▶ _Task description_
Switch "pick out" to "mark" throughout the items below, and reproduce every line with everything else left unchanged.

(Saved entries)
>>>
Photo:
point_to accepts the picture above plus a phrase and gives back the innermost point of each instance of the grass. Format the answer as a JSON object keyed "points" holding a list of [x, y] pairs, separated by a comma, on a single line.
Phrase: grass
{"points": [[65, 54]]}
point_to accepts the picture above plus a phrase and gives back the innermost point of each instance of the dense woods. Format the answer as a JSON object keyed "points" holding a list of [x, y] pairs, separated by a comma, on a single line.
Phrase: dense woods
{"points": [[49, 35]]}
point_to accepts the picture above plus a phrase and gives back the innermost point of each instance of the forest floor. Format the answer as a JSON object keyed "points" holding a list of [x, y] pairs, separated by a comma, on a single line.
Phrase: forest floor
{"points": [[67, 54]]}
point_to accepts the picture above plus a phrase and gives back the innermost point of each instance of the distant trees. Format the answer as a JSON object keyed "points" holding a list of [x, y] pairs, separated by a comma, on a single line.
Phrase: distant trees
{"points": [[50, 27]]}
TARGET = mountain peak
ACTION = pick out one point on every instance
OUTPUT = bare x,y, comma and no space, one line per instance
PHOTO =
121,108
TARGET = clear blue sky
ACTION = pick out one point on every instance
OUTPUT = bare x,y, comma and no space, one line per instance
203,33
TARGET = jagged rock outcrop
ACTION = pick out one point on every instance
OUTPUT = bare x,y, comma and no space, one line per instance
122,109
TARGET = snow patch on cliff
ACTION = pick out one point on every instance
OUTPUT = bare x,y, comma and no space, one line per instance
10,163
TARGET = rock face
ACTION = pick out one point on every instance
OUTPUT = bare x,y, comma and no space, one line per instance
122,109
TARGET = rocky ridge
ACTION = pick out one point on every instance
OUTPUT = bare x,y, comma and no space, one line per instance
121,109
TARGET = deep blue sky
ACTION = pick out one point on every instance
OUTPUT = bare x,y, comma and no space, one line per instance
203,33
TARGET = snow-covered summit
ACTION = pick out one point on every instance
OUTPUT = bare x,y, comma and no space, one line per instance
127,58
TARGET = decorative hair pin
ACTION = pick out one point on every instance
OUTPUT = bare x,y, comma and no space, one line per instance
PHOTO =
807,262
<<<
▶ _Output_
Photo:
point_to accepts the picture above plus a phrase and gives back the innermost point of each instance of the grass. Format the answer as a JSON object keyed "points" holding a list of [x, y] pairs, separated by a comma, on a single line.
Phrase: grass
{"points": [[65, 54]]}
point_to accepts the picture above plus a phrase and gives back the innermost point of each instance of the dense woods. Format the answer as a JSON object keyed "points" holding a list of [x, y] pairs, separated by a comma, on a single line.
Phrase: dense woods
{"points": [[49, 35]]}
point_to accepts the picture above plus a phrase and gives back the innermost point of each instance of the forest floor. Format the answer as a JSON object keyed "points" holding a list of [x, y] pairs, separated by a comma, on a single line.
Phrase: forest floor
{"points": [[67, 54]]}
point_to accepts the picture above plus a phrase and gives back the innermost point of each instance of the distant trees. Format the answer as a JSON object keyed "points" holding a list of [x, y] pairs, separated by a comma, on a single line.
Phrase: distant trees
{"points": [[50, 27]]}
TARGET = mountain peak
ACTION = mark one point on every instance
OUTPUT = bare x,y, comma and no space, one line per instance
PHOTO =
121,108
TARGET = clear blue sky
ACTION = mark one point on every instance
OUTPUT = bare x,y, comma and no space, one line per instance
203,33
TARGET = jagged rock outcrop
ACTION = mark one point on every instance
OUTPUT = bare x,y, comma and no space, one line per instance
122,109
TARGET = snow patch on cliff
ACTION = mark one point on every instance
OUTPUT = bare x,y, comma and no space, one line per instance
10,163
TARGET = rock face
ACTION = mark one point on every instance
OUTPUT = bare x,y, comma and no space, one line per instance
122,109
TARGET = rocky ridge
ACTION = mark one point on every instance
OUTPUT = bare x,y, comma and no space, one line per instance
121,109
TARGET = deep blue sky
ACTION = mark one point on every instance
OUTPUT = bare x,y, comma and no space, one line per instance
203,33
TARGET = snow-covered summit
ACTION = mark one point on every instance
OUTPUT = bare x,y, comma and no space, one line per instance
127,58
TARGET = decorative hair pin
ACTION = mark one point on every instance
OUTPUT = bare x,y, comma and no space, one line per instance
PHOTO =
807,262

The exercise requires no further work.